Exercise objective:
Give every line again exactly as it appears, please, but not the pictures.
________________________________________
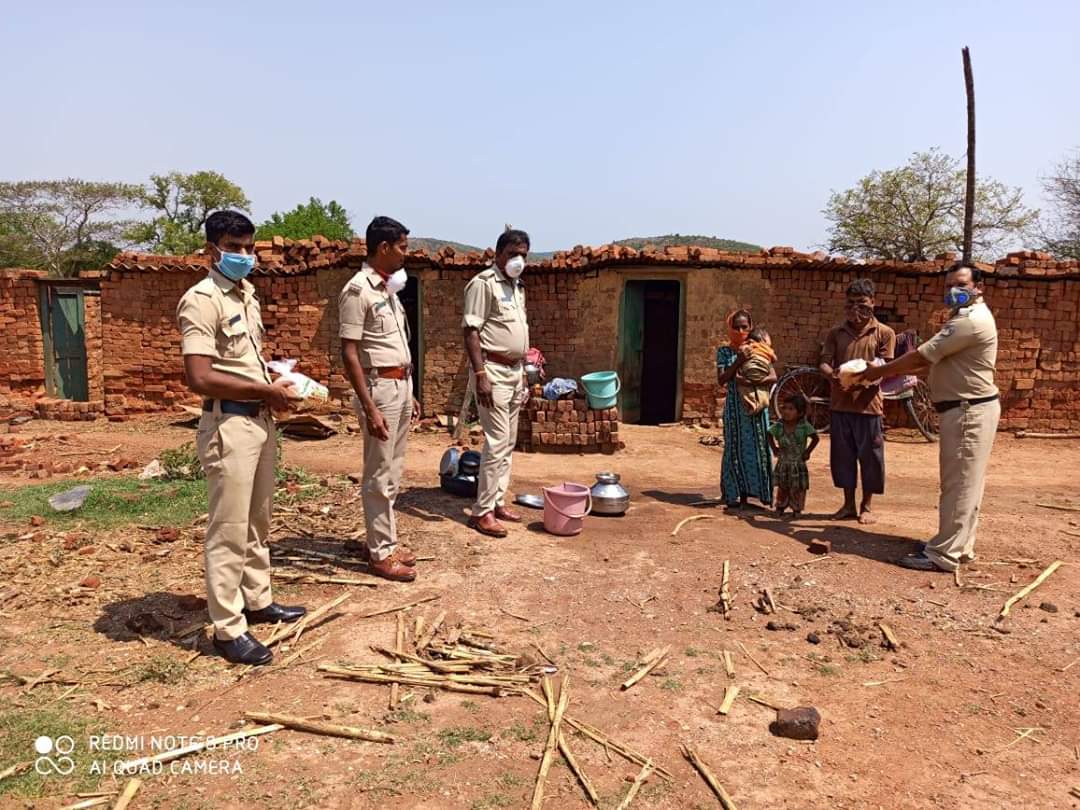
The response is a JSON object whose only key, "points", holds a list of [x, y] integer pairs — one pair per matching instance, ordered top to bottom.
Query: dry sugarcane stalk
{"points": [[685, 521], [1027, 589], [400, 607], [429, 634], [890, 637], [400, 647], [751, 657], [729, 665], [647, 667], [729, 697], [316, 727], [601, 739], [549, 751], [167, 756], [706, 774], [638, 781], [129, 794]]}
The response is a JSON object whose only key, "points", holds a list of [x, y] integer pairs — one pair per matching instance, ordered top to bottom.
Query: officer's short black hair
{"points": [[227, 223], [382, 229], [512, 237], [860, 287]]}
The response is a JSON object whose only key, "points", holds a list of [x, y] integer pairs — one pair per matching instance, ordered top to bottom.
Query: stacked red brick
{"points": [[567, 426]]}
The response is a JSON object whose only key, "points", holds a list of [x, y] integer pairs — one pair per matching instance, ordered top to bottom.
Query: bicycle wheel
{"points": [[813, 386], [920, 408]]}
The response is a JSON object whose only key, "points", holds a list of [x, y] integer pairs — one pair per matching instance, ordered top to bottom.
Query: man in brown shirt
{"points": [[856, 440]]}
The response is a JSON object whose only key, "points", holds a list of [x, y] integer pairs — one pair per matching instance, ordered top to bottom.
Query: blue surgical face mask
{"points": [[235, 266], [957, 297]]}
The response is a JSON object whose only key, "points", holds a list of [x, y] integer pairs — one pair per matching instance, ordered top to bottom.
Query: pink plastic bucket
{"points": [[565, 508]]}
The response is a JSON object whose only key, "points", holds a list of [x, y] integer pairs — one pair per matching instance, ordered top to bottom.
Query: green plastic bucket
{"points": [[602, 388]]}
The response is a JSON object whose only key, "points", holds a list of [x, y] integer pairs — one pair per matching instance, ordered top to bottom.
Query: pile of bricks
{"points": [[567, 426]]}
________________________________________
Exercise output:
The response is a JSON object whose only key, "points", holds a list of [x, y] integer pairs — one pair per matching instance, ordered top to bottom.
Query: dry sugarcane stalk
{"points": [[685, 521], [1027, 589], [400, 607], [429, 634], [890, 637], [400, 647], [751, 657], [729, 665], [647, 667], [729, 697], [316, 727], [601, 739], [549, 751], [167, 756], [706, 774], [638, 781], [129, 794]]}
The response is a JSON object whose only key, "points", holds a list of [x, y] integer pairs — one pair per matching instance, ordered top to bottom.
Query: officer's short black hair
{"points": [[227, 223], [382, 229], [512, 237], [860, 287]]}
The response is a JSON object whose only key, "points", holds a list of [x, y] integer pairs — one pair per matching instance, ordered top to bottom.
Query: stacked red brick
{"points": [[567, 426]]}
The response is a JSON object whose only key, "points", holds a list of [x, y] integer pairs — one pair per matching instance, ordered top to bottom.
Query: bicycle wheel
{"points": [[813, 386], [920, 408]]}
The response is a JSON object whose only key, "points", holds a list of [x, y] integer pairs — one pair per matching instance, ordered top to bottom.
Query: man in brown shirt
{"points": [[856, 440]]}
The response is a JSON object whose only key, "points", holds a list of [x, y] integer pairs — one pair per matching instance, ordered top to bottom.
Query: blue surgical face mask
{"points": [[235, 266], [957, 297]]}
The response is a JSON object whose only key, "points", holds a list of [x, y] integer pairs — one pair per matching instance, ordered top to bottom.
Query: pink plastic bucket
{"points": [[565, 508]]}
The response is a JSON object whose only key, "points", holds a list of [x, y] integer pairs — one pair per matching instance, ordered top to bottom.
Query: green plastic bucket
{"points": [[602, 388]]}
The response is a JSON object whose only key, "points", holds a list of [x, y] integer pairs — one pair per matching instance, ordered top to bottom.
Query: pile of bricks
{"points": [[567, 426]]}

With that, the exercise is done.